#### Enunciado 1
Según la entrevista sobre la muerte, ¿con qué características había descrito Ariès a la muerte hasta principios del siglo XX?
#### Enunciado 2
Reproduce el pasaje de la entrevista sobre la muerte desde "Es que sin hablar" hasta "conversación, al debate.", pero renombra "conversación" como "charla".

#### Texto fuente
####################

Ese “hablar”, entiendo, y así lo deja claro el siguiente capítulo, también ayuda a morir mejor. Supongo que eso es así porque nos acerca a esas características con las que Ariès había descrito a la muerte hasta principios del siglo XX: cercana, familiar, pública, preparada y aceptada.
Es que sin hablar es imposible. Los seres humanos estamos preparados para conectar con la palabra. La palabra crea el pensamiento, no el pensamiento a la palabra. Por eso hablar nos ayudará a todos. Primero porque en la familia lo tendremos mucho más claro, pero también me ayudará a mí mismo a pensar de una forma distinta hacia la muerte.
¿Cómo empezar a hablar de la muerte cuando la muerte es un tabú social?
La muerte no pertenece a esas grandes conversaciones que necesitan un cónclave familiar. La muerte es una conversación de domingo después de comer, de oír una noticia en la tele y aprovechar la oportunidad para decir que a uno le gustaría esto o que no le gustaría morir en el hospital, por ejemplo, y a partir de ahí dar espacio a la conversación, al debate.
Hay que poder hablar de cómo nos gustaría que nos despidieran, normalizar y hablar con naturalidad de la muerte
Lo que pasa es que siempre que sale este tema suele intervenir alguien para pedir que se cambie de tema. Eso hay que evitarlo en la medida de lo posible. Hay que mantener el tema, poder hablar de cómo nos gustaría que nos despidieran, normalizar y hablar con naturalidad de la muerte.
La pandemia, ¿una oportunidad perdida?
Recuerdo que hablé con usted pocos meses después de iniciada la pandemia y me comentó que veía en esa desgracia una oportunidad para romper el tabú de la muerte. Ahora que la pandemia ya apenas parece un mal sueño, ¿diría que hemos desaprovechado esa oportunidad?

####################

(Datos de localización de puntos)

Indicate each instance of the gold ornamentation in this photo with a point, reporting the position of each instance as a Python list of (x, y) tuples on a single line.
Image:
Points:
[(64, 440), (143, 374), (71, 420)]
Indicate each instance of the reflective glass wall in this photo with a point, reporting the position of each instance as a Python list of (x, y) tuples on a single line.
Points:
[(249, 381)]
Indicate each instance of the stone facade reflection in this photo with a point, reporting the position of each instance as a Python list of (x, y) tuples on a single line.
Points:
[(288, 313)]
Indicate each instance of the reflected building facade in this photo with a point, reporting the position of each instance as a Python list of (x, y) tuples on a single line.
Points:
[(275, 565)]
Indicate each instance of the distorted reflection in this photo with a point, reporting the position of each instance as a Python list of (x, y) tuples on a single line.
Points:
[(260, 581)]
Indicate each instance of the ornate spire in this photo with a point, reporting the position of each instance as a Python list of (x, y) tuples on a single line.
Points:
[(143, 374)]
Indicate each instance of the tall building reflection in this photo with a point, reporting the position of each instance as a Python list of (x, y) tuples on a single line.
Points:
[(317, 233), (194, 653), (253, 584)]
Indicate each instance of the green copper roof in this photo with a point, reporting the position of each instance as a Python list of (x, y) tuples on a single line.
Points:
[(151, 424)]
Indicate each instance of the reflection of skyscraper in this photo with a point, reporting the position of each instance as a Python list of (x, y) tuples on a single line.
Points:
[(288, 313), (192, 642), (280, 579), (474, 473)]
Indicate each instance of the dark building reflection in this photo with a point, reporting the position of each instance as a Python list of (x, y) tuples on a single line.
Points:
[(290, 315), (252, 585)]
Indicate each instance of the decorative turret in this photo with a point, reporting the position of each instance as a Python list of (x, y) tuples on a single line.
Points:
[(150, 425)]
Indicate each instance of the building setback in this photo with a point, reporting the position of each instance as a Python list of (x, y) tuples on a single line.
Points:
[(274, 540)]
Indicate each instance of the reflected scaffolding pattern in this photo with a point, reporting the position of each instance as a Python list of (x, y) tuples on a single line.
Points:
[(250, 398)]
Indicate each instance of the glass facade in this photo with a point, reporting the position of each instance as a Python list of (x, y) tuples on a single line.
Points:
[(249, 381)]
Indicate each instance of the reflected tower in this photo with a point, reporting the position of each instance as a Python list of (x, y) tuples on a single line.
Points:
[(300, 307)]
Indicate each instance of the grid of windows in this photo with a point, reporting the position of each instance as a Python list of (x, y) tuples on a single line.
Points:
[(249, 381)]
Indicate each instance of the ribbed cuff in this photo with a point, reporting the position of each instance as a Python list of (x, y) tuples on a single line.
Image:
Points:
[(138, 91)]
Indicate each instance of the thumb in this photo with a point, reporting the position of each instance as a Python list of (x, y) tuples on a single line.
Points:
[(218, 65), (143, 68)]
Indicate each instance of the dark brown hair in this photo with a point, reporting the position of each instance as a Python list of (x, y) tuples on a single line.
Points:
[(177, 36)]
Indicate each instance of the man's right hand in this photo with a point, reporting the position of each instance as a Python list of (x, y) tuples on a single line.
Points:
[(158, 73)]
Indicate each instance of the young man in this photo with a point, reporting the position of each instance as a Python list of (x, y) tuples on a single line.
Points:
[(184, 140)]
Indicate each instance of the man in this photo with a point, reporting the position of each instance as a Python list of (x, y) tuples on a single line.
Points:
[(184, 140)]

####################

#### Respuesta 1
Cercana, familiar, pública, preparada y aceptada.

#### Respuesta 2
Es que sin hablar es imposible. Los seres humanos estamos preparados para conectar con la palabra. La palabra crea el pensamiento, no el pensamiento a la palabra. Por eso hablar nos ayudará a todos. Primero porque en la familia lo tendremos mucho más claro, pero también me ayudará a mí mismo a pensar de una forma distinta hacia la muerte.
¿Cómo empezar a hablar de la muerte cuando la muerte es un tabú social?
La muerte no pertenece a esas grandes conversaciones que necesitan un cónclave familiar. La muerte es una charla de domingo después de comer, de oír una noticia en la tele y aprovechar la oportunidad para decir que a uno le gustaría esto o que no le gustaría morir en el hospital, por ejemplo, y a partir de ahí dar espacio a la charla, al debate.